### TASK PROMPT
Duplicate the passage of the Hazelwood Green article starting with "The Pittsburgh Planning" and going on through "the Monongahela River.".

### PAGE EXCERPT
::::::::::

A Steelers Youth Sports Complex, Center of Life Coming to Hazelwood Green
Both projects in Pittsburgh advanced recently with approvals, funding announcements.

AN ARCHITECTURAL RENDERING OF THE NEW CENTER OF LIFE BUILDING TO BE PLACED NEAR THE FRONT ENTRANCE OF HAZELWOOD GREEN. | IMAGE COURTESY AE WORKS/CENTER OF LIFE
Two projects are coming to Hazelwood Green that aim to enrich both the neighborhood community as well as youth sports.
The Pittsburgh Planning Commission has approved a $10 million plan by the Steelers to build a youth sports complex at Hazelwood Green, a 178-acre tech and innovation development on a former LTV steel mill along the Monongahela River.
The project, which would operate daily and be branded with the Steelers logo, would include a multipurpose field, bleachers that seat 3,000 people, concession stand, parking and more.
According to the Steelers, activities will include youth football, clinics with current and former Steelers players and coaches, boys and girls flag football, soccer games and clinics and renovation of a 10,000 square-foot building on the site to enable indoor sports and recreation activities, so the site can be used year-round. As it grows, the complex also could include top-tier food and beverage concessions and be enhanced to accommodate high school sports.
This is funded by a $10 million grant from the Richard King Mellon Foundation and would be the eighth project at Hazelwood Green, which was purchased in 2002 for development by Alomo LP (a collective of four foundations, which includes the Richard King Mellon Foundation).

::::::::::

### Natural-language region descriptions
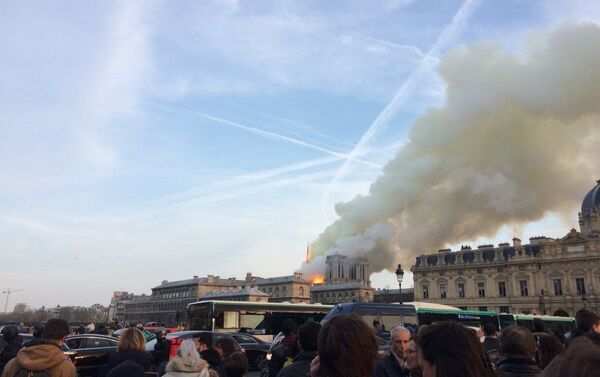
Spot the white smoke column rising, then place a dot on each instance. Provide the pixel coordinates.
(518, 137)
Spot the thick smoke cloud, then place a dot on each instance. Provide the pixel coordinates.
(517, 137)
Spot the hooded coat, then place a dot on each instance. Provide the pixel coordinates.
(40, 357)
(186, 367)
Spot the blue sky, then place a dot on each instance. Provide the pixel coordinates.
(144, 141)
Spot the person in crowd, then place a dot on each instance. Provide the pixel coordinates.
(517, 350)
(132, 347)
(161, 352)
(412, 358)
(347, 348)
(548, 348)
(44, 354)
(207, 352)
(187, 362)
(559, 333)
(582, 359)
(225, 347)
(394, 364)
(539, 326)
(286, 349)
(448, 349)
(308, 334)
(587, 322)
(235, 365)
(127, 368)
(491, 344)
(12, 344)
(377, 326)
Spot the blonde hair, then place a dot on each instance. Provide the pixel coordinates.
(132, 339)
(187, 351)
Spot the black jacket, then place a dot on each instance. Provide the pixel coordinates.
(140, 357)
(389, 367)
(517, 367)
(300, 367)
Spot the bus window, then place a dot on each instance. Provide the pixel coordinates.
(231, 320)
(251, 320)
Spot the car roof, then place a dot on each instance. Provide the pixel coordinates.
(91, 336)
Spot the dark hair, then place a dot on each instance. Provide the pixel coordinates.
(582, 359)
(489, 329)
(308, 334)
(586, 320)
(517, 341)
(56, 329)
(454, 350)
(127, 368)
(548, 347)
(539, 325)
(227, 345)
(236, 364)
(594, 337)
(347, 347)
(10, 333)
(288, 326)
(204, 338)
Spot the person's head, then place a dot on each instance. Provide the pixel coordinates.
(132, 339)
(127, 368)
(225, 347)
(449, 349)
(399, 338)
(587, 321)
(187, 351)
(347, 347)
(10, 333)
(412, 356)
(235, 365)
(203, 341)
(548, 348)
(308, 334)
(489, 329)
(56, 330)
(582, 359)
(288, 327)
(539, 325)
(517, 341)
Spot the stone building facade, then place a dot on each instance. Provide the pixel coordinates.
(292, 288)
(168, 302)
(346, 279)
(545, 276)
(249, 294)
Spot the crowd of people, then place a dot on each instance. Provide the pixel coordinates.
(346, 346)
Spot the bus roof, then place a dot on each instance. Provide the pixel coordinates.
(438, 308)
(266, 305)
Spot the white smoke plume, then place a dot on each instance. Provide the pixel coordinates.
(517, 137)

::::::::::

### OUTPUT OF THE TASK
The Pittsburgh Planning Commission has approved a $10 million plan by the Steelers to build a youth sports complex at Hazelwood Green, a 178-acre tech and innovation development on a former LTV steel mill along the Monongahela River.